Task instructions →
Write the next few lines of the transcript about the Kiki Camarena investigation, starting after its final line.

═════ Document text

NARRATOR: A week after the border closing, the Mexican police announced they had found Camarena's body together with the body of his pilot.

JACK LAWN: He was found by a Mexican peasant in a gully. The body had not been eaten by insects. We knew it was buried. We then asked for the clothing that Kiki had on. That was all destroyed. The destruction of evidence was everywhere.

WILLIAM ALDEN, DEA Asst. Administrator, '86-'93: Then we realized not only were they involved in the kidnapping, the torture, the murder, disposing of the body, they were actually the drug traffickers. In the past it was "We'll make a few bucks off of drug traffickers by protecting them." Now it was "We are the drug traffickers."

JACK LAWN: As the investigation continued, it became more clear to us that the government of Mexico indeed was covering up the killing of Kiki Camarena.

WILLIAM ALDEN: [Not only was it the local state police and the Federal Judicial Police, but the trail lead all the way down to Mexico City, to government officials being involved.

JACK LAWN: Governors, ministers, corruption in the office of the attorney general of Mexico- very, very high up.

NARRATOR: And, the higher up it went, the more nervous U.S. State Department officials were about how much they wanted to push the issue.

JACK LAWN: When it comes to crisis time, you have to say "Where are our priorities, having a nice relationship with the government of Mexico, or having the government of Mexico help us conduct an appropriate investigation on the death of an American citizen?"

══════════
═════ Information given

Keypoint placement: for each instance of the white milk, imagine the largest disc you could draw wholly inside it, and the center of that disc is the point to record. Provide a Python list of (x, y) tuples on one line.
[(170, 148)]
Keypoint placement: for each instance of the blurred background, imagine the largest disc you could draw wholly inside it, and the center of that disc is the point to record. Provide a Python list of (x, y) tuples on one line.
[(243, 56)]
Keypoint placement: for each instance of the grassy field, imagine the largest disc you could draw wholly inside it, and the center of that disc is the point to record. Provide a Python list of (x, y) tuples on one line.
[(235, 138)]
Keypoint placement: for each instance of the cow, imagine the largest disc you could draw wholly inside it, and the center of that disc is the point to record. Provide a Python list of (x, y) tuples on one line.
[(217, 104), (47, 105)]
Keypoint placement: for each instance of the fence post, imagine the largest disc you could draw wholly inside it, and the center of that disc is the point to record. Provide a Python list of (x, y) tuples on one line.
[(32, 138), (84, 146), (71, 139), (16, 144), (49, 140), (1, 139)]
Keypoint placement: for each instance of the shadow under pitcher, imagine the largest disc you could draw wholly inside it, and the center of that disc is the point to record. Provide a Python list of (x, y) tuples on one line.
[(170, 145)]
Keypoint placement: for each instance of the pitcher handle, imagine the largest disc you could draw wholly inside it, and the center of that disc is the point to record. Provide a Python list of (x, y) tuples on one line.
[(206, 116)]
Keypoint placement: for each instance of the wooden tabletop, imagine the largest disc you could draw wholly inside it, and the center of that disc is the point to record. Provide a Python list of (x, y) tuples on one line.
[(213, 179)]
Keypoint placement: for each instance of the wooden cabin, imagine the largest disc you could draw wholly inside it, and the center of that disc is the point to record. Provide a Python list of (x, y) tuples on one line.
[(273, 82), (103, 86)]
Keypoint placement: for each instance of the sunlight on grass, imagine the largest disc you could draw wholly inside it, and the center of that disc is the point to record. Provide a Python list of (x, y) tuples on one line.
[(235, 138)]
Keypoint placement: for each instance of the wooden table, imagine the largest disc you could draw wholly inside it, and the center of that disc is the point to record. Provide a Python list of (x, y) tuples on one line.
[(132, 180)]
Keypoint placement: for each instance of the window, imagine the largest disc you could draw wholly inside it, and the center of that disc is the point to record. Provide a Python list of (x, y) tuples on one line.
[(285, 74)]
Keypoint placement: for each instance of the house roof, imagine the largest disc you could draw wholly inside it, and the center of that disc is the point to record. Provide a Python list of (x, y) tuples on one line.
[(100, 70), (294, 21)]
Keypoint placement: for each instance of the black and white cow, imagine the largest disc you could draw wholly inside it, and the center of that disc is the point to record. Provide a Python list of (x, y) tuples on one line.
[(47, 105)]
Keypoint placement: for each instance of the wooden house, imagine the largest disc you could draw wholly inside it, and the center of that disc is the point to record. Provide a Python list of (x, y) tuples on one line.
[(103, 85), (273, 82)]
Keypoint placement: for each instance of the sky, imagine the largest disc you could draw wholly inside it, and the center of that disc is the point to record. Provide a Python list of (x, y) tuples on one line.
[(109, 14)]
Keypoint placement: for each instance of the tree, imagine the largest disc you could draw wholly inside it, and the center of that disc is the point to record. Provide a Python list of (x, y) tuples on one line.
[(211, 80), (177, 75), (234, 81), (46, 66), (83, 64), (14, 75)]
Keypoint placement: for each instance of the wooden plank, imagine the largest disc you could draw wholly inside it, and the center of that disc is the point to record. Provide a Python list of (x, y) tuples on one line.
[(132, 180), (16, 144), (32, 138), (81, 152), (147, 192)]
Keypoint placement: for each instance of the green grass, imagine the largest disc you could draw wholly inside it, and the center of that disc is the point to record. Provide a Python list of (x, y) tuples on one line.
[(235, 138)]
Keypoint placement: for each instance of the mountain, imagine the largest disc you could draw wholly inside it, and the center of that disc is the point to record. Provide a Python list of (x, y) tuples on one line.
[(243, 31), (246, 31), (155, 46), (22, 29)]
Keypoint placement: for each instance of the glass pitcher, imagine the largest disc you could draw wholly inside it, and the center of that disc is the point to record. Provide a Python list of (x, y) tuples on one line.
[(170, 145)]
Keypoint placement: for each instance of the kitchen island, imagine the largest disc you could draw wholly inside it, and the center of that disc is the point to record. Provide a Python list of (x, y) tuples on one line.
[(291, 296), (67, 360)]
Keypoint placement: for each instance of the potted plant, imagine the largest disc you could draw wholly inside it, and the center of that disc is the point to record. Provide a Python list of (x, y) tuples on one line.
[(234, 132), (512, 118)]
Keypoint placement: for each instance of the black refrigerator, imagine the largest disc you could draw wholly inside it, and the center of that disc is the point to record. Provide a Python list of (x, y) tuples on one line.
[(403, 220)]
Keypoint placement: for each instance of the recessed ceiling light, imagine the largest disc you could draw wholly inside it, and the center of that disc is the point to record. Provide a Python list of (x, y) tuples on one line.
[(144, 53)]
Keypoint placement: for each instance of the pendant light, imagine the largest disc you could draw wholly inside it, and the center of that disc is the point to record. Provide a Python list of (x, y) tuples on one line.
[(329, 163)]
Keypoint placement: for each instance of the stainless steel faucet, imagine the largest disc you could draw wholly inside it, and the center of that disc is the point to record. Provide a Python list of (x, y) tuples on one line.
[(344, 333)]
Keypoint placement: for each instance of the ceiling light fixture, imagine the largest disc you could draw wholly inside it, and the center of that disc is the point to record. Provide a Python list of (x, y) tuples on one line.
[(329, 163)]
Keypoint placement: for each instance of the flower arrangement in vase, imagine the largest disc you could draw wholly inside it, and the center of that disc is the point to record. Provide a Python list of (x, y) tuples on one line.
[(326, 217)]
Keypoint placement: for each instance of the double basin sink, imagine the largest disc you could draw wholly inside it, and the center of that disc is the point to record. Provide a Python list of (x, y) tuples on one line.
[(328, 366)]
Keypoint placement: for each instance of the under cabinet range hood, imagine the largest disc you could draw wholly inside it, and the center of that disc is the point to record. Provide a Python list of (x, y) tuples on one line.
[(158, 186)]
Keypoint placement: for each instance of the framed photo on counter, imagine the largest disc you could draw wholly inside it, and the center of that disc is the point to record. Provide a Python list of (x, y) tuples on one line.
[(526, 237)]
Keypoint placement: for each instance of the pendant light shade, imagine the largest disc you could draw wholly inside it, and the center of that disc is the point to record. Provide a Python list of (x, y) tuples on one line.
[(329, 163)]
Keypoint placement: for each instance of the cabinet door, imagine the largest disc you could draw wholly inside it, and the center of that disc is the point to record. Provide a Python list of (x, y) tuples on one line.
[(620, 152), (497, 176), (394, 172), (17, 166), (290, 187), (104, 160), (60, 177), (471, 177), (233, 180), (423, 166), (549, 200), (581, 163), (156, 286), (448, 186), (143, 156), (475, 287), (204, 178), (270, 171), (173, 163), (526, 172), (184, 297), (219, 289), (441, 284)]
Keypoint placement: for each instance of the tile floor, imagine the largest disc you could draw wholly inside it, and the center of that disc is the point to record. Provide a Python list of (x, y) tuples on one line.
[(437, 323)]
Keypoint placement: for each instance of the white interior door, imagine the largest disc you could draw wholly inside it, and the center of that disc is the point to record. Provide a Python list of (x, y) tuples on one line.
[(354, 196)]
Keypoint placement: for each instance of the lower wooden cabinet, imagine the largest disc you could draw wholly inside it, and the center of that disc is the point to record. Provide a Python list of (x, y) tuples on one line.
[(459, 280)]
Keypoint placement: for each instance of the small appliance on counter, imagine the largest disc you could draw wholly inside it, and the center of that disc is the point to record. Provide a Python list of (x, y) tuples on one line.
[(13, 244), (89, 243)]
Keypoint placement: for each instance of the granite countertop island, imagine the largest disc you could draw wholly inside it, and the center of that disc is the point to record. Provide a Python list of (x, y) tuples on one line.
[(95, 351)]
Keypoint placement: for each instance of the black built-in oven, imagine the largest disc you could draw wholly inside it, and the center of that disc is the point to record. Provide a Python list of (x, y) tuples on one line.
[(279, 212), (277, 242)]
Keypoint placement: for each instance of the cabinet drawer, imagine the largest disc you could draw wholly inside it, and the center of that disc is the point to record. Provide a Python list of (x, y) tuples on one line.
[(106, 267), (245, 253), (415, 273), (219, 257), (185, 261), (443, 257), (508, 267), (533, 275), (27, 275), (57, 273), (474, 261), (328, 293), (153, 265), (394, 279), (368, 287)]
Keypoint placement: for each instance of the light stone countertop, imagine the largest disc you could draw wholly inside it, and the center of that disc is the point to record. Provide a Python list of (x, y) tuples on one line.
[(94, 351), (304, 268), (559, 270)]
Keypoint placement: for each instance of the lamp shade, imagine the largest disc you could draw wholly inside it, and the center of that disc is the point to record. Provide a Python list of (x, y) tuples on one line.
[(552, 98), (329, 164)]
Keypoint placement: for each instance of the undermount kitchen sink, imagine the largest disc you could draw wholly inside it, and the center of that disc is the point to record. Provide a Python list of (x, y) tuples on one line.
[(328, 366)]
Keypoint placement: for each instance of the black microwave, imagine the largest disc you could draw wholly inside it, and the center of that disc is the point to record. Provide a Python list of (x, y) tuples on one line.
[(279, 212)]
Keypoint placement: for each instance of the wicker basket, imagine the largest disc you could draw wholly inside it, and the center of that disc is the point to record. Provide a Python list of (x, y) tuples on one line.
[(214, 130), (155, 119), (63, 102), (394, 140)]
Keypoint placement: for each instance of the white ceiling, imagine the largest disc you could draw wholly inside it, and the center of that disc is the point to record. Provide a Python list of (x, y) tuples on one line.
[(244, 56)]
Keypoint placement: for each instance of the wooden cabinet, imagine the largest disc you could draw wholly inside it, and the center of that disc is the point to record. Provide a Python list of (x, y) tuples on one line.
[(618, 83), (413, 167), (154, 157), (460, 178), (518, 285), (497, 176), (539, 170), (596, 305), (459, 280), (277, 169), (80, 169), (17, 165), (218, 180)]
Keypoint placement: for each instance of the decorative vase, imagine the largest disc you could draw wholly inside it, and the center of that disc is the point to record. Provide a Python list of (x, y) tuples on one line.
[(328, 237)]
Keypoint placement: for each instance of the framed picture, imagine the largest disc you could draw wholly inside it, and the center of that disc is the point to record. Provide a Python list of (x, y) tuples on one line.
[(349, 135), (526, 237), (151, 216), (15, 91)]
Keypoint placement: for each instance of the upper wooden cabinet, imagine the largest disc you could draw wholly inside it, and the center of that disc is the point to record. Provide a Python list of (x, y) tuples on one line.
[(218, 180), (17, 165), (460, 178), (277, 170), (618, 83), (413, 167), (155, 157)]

══════════
═════ Information given

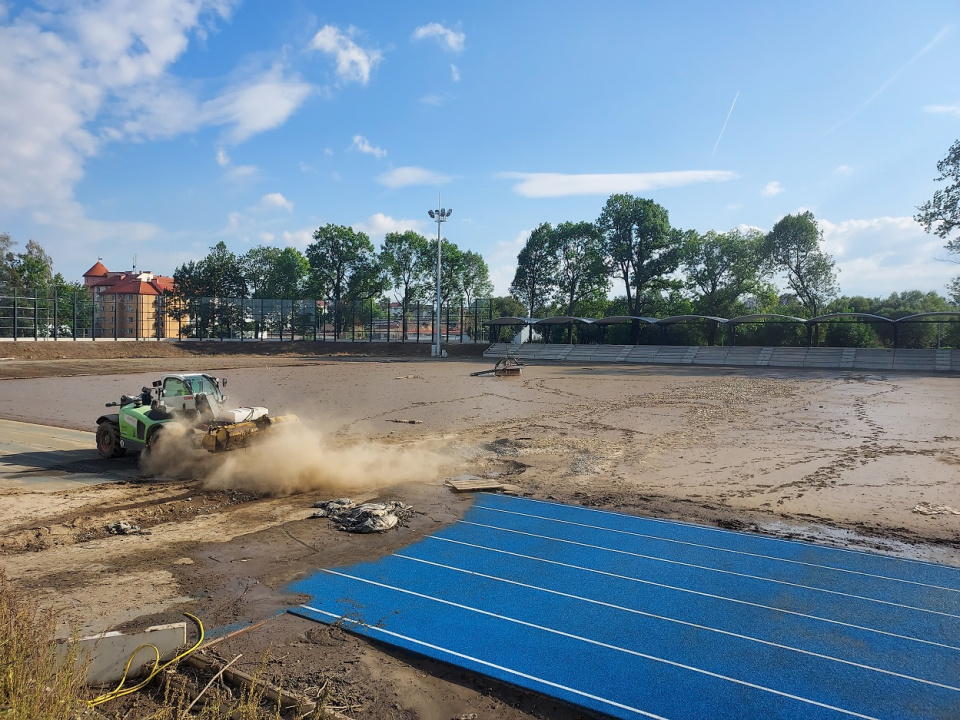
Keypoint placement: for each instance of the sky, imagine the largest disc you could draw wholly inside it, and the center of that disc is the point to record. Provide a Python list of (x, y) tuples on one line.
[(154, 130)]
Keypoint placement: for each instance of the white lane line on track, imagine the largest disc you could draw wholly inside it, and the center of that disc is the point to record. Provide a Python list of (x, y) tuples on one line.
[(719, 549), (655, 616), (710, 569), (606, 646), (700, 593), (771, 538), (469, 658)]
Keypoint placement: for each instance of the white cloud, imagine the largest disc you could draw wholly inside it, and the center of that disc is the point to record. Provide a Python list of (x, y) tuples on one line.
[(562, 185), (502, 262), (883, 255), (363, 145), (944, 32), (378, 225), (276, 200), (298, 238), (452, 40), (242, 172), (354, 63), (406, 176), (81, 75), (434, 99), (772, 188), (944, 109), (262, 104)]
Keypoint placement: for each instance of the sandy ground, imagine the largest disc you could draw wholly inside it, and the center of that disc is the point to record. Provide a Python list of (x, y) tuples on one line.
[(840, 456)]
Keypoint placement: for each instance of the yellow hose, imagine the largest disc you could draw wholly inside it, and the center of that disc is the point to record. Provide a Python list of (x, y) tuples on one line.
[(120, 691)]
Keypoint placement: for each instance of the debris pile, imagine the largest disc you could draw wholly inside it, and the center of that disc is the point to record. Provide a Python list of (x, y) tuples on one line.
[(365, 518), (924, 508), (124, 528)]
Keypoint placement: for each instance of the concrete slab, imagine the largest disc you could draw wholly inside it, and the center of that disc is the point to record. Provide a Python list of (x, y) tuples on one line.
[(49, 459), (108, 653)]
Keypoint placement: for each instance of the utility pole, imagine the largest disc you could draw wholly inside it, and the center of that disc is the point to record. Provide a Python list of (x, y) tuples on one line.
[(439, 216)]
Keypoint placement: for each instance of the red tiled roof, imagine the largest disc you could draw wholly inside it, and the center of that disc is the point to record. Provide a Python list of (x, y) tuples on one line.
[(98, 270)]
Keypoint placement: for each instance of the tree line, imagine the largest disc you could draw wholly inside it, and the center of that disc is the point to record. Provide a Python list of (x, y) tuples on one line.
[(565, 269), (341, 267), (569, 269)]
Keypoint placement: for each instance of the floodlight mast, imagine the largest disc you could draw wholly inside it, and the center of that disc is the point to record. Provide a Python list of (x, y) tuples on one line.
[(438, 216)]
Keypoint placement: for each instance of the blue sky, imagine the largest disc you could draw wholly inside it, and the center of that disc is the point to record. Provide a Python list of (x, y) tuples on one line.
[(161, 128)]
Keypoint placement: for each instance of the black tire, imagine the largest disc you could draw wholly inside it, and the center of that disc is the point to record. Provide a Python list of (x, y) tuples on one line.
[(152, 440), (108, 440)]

══════════

Answer to the problem →
On issues like that the, the law enforcement priority is not a national priority. It is substantially lower. But Camarena was there because he worked for me, and I at least owed it to Kiki and to the other agents around the world that they had to know that if they were put in harm's way as their daily job evolved, that this agency would do something about it.

NARRATOR: In the wake of the Camarena affair, none of the Mexican government officials suspected of involvement by U.S. law enforcement were ever brought to justice. And only after pressure from the DEA and widespread media attention did the Mexican government arrest some traffickers believed to be involved in Camarena's death. Felix Gallardo, the godfather, considered by many to be ultimately responsible for the murder, remained free.

GUILLERMO GONZALEZ CALDERONI, Fmr Commander, Mexican Federal Police: [through translator] You should understand that I am Mexican. I love the police very much. I don't justify them, but I understand them.

NARRATOR: For the first time on television, a commander of the federal police speaks publicly about how the Mexican system works.

GUILLERMO GONZALEZ CALDERONI: [through translator] Even though a police commander is part of the government, in Mexico that doesn't mean that the government is backing him up because they get killed and nothing happens. That is a message- "Money or bullets? You either accept the money, or we'll kill you. Which do you choose?"

But let me tell you that the largest percentage that you can imagine - say, 90 percent of the police - have to use that money to survive. If they don't have this money, they can't live. They don't make enough.

HECTOR BERRELLEZ, DEA Special Agent,'73-'96: A Mexican Federal Judicial Police, when I was on the job, was only making $300 a month- in pesos, of course. And that was not a living wage. So it was expected of these federal agents to supplement their salaries with bribes.

NARRATOR: Calderoni himself was no stranger to bribery, according to U.S. and Mexican law enforcement officials. They say he knows the system because he was part of the system.

GUILLERMO GONZALEZ CALDERONI: [through translator] You have to do what everyone else does in order to survive, so it's a common practice for police commanders to utilize their position to get money. But they don't take money only for themselves. Quite often they must pay their superiors to get appointed. They also pay to get a job in a certain geographical territory.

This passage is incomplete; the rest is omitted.